### Written exercise
Can you copy out all the records below word for word, leaving out the pictures?

### Extracted data
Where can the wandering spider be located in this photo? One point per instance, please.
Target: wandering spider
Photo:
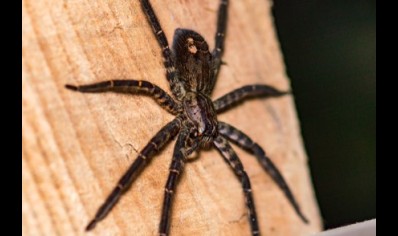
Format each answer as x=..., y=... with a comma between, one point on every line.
x=191, y=70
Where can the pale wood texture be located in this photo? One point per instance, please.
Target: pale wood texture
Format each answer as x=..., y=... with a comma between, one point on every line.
x=76, y=146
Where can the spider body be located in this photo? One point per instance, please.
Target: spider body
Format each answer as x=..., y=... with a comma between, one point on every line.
x=191, y=70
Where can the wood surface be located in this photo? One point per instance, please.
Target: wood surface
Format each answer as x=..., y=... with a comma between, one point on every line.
x=76, y=146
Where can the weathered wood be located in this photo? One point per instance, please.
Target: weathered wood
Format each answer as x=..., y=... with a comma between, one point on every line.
x=76, y=146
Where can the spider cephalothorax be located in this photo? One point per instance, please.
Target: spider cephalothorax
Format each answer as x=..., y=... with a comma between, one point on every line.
x=191, y=70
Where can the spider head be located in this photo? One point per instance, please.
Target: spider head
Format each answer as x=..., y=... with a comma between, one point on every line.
x=200, y=112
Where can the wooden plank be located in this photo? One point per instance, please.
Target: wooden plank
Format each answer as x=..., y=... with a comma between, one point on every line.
x=76, y=146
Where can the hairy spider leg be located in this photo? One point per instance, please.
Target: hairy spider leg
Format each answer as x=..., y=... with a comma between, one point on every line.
x=245, y=142
x=155, y=144
x=175, y=171
x=131, y=86
x=171, y=75
x=232, y=159
x=248, y=91
x=221, y=29
x=219, y=41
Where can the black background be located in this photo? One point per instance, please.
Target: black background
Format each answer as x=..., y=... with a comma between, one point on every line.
x=330, y=54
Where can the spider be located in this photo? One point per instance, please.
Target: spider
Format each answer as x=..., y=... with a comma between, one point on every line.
x=191, y=70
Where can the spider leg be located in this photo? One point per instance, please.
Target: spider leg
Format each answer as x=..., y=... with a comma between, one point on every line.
x=221, y=29
x=232, y=159
x=248, y=91
x=247, y=144
x=161, y=37
x=131, y=86
x=176, y=168
x=219, y=45
x=154, y=145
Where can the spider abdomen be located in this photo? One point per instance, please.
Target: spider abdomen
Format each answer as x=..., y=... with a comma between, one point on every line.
x=193, y=60
x=200, y=111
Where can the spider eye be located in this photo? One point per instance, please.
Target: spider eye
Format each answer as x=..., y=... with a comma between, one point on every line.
x=193, y=134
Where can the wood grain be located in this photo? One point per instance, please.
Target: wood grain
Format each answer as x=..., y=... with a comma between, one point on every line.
x=76, y=146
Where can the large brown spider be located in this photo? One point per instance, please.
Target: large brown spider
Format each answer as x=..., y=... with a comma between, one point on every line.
x=191, y=70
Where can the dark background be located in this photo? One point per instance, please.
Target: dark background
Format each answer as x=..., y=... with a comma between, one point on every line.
x=330, y=54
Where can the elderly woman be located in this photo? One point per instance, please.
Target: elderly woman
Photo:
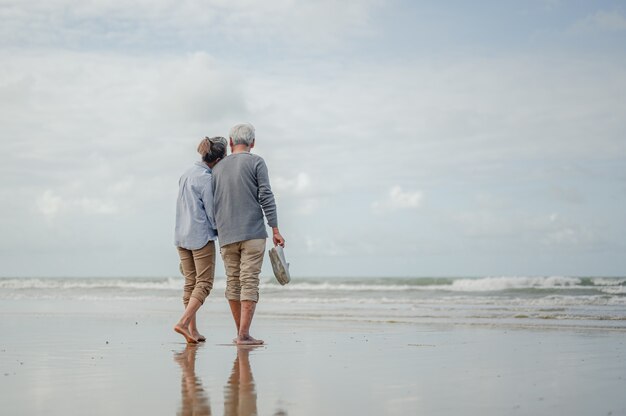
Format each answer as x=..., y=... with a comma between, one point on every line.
x=196, y=232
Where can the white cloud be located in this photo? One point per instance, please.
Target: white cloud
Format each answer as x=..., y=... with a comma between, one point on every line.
x=612, y=21
x=162, y=23
x=51, y=205
x=398, y=199
x=299, y=184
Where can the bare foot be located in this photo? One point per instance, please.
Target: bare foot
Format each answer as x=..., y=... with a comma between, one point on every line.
x=248, y=340
x=184, y=332
x=198, y=336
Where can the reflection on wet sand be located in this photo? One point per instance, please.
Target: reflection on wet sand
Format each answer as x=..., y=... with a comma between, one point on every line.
x=195, y=401
x=239, y=393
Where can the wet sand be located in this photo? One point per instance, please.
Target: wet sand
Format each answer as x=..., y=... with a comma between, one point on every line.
x=80, y=357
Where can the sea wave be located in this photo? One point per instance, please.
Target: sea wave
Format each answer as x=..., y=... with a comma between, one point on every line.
x=610, y=286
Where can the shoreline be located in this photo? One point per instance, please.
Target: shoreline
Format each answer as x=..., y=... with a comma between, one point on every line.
x=124, y=361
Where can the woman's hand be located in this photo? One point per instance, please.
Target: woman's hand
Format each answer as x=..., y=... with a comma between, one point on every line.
x=277, y=238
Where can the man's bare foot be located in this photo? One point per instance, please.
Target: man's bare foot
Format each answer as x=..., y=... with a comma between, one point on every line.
x=247, y=340
x=198, y=336
x=184, y=332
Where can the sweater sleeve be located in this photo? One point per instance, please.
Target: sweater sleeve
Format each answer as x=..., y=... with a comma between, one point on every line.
x=266, y=197
x=207, y=201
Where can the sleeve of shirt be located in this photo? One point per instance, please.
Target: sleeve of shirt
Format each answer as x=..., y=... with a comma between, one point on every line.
x=207, y=201
x=266, y=196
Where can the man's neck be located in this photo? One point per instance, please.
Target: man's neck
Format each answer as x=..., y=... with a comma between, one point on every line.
x=240, y=148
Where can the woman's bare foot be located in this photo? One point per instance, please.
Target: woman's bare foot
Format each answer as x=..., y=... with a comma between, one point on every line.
x=197, y=335
x=247, y=340
x=181, y=329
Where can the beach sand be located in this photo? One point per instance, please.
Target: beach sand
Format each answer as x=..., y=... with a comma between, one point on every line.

### Exercise solution
Where can the wandering spider be located in this photo? One point per instance, please.
Target: wandering spider
Photo:
Format each answer as x=..., y=... with a comma between, one point on every line.
x=191, y=70
Where can the pale wood texture be located in this photo? One point per instance, please.
Target: pale wood texture
Format each answer as x=..., y=... with a comma between, one point on every line.
x=76, y=146
Where can the spider body be located in this photo? One point per instance, please.
Target: spider body
Format each answer as x=..., y=... with a comma between, one point on every line.
x=191, y=70
Where can the wood surface be located in this photo? One point per instance, please.
Target: wood surface
Format each answer as x=..., y=... with a comma between, one point on every line.
x=76, y=146
Where can the weathered wood be located in this photo? One point per instance, please.
Target: weathered wood
Format each answer as x=..., y=... with a comma between, one point on every line.
x=76, y=146
Where can the spider cephalothorax be located in this photo? One point per instance, please.
Target: spider cephalothorax
Format each answer as x=..., y=... with a comma between, one point on every line.
x=191, y=70
Where can the spider head be located in this photo? One point per instance, please.
Target: spider head
Format each answer as x=..., y=... with a comma between, one point on every line.
x=200, y=112
Where can the wooden plank be located in this photo? One point per instance, please.
Target: wooden plank
Format each answer as x=..., y=... with a comma between, one point on every line.
x=76, y=146
Where can the hairy spider leg be located in this photo? One point per instance, please.
Target: hairy spider leg
Format each answer as x=..., y=... with a comma between, one point on every line.
x=245, y=142
x=155, y=144
x=175, y=171
x=131, y=86
x=171, y=75
x=232, y=159
x=248, y=91
x=221, y=29
x=219, y=41
Where can the black background be located in this photo? One point per instance, please.
Target: black background
Format each answer as x=..., y=... with a comma between, one point on every line.
x=330, y=54
Where can the spider be located in this photo? One point per instance, please.
Target: spider
Format each answer as x=..., y=... with a comma between, one point on every line.
x=191, y=70
Where can the spider leg be located in this photo? One point per instance, please.
Target: spider leg
Format each answer as x=..., y=... with a comma between, one point on every line.
x=221, y=29
x=232, y=159
x=248, y=91
x=247, y=144
x=161, y=37
x=131, y=86
x=176, y=168
x=219, y=45
x=154, y=145
Where can the spider abdomen be located in this photo? One point per instance, please.
Target: spider abdomen
Format each answer as x=..., y=... with a comma between, one point on every line.
x=193, y=60
x=200, y=111
Where can the spider eye be located in this photo? One point per instance, please.
Target: spider eye
Format each answer as x=..., y=... with a comma between, one point on every line.
x=193, y=134
Where can the wood grain be located in this photo? One point per instance, please.
Target: wood grain
Format each answer as x=..., y=... with a comma between, one point on every line.
x=76, y=146
Where can the large brown spider be located in this photo? One point per instance, please.
Target: large brown spider
Format each answer as x=..., y=... with a comma between, one point on every line.
x=191, y=70
Where can the dark background be located in this photo? One point per instance, please.
Target: dark background
Format each answer as x=..., y=... with a comma between, one point on every line.
x=330, y=54
Where can the elderly woman be located in this photo? One point per instance, please.
Target: elderly woman
Photo:
Format each answer as x=..., y=... with a comma between, one point on every line.
x=196, y=232
Where can the white cloud be located in this photo? One point per instance, please.
Target: white cloud
Format each answer as x=..., y=... with a comma between, one point on every line.
x=612, y=21
x=162, y=23
x=51, y=205
x=398, y=199
x=299, y=184
Where can the bare foot be located in this photo? One point per instance, please.
Target: bare foot
Format each answer as x=..., y=... with a comma between, one point on every line.
x=248, y=340
x=184, y=332
x=198, y=336
Where can the reflection on wet sand be located in this photo? One point per instance, please.
Target: reflection on wet sand
Format each answer as x=..., y=... with a comma between, one point on every line.
x=195, y=401
x=239, y=393
Where can the wet sand be located in this photo? One point per instance, please.
Target: wet sand
Format each answer as x=..., y=... with a comma between, one point on every line.
x=80, y=357
Where can the sea wave be located in this photo? One point per instance, please.
Target: sea wave
Format each answer as x=..., y=... with a comma between, one point on every line.
x=610, y=286
Where can the shoreline be located in this photo? One point per instance, please.
Target: shoreline
Format each answer as x=..., y=... with a comma between, one point on every line.
x=124, y=361
Where can the woman's hand be located in this photo? One point per instance, please.
Target: woman's hand
Format each answer as x=..., y=... with a comma between, one point on every line.
x=277, y=238
Where can the man's bare foot be located in this photo? One point per instance, please.
Target: man's bare foot
Format each answer as x=..., y=... with a comma between, one point on every line.
x=247, y=340
x=198, y=336
x=184, y=332
Where can the sweater sleeve be located in this photo? One point per instance, please.
Target: sweater sleeve
Format each answer as x=..., y=... with a comma between, one point on every line.
x=266, y=197
x=207, y=201
Where can the sleeve of shirt be located in this photo? One point per instance, please.
Target: sleeve of shirt
Format each answer as x=..., y=... with a comma between, one point on every line.
x=207, y=201
x=266, y=196
Where can the man's neck be located in this photo? One point per instance, please.
Target: man's neck
Format each answer as x=..., y=... with a comma between, one point on every line.
x=240, y=148
Where can the woman's bare foot be located in this photo? One point per instance, please.
Target: woman's bare foot
Format each answer as x=..., y=... with a comma between, one point on every line.
x=197, y=335
x=247, y=340
x=181, y=329
Where can the beach sand be located in this photo? One point per instance, please.
Target: beach sand
Format each answer as x=..., y=... with a comma between, one point on every line.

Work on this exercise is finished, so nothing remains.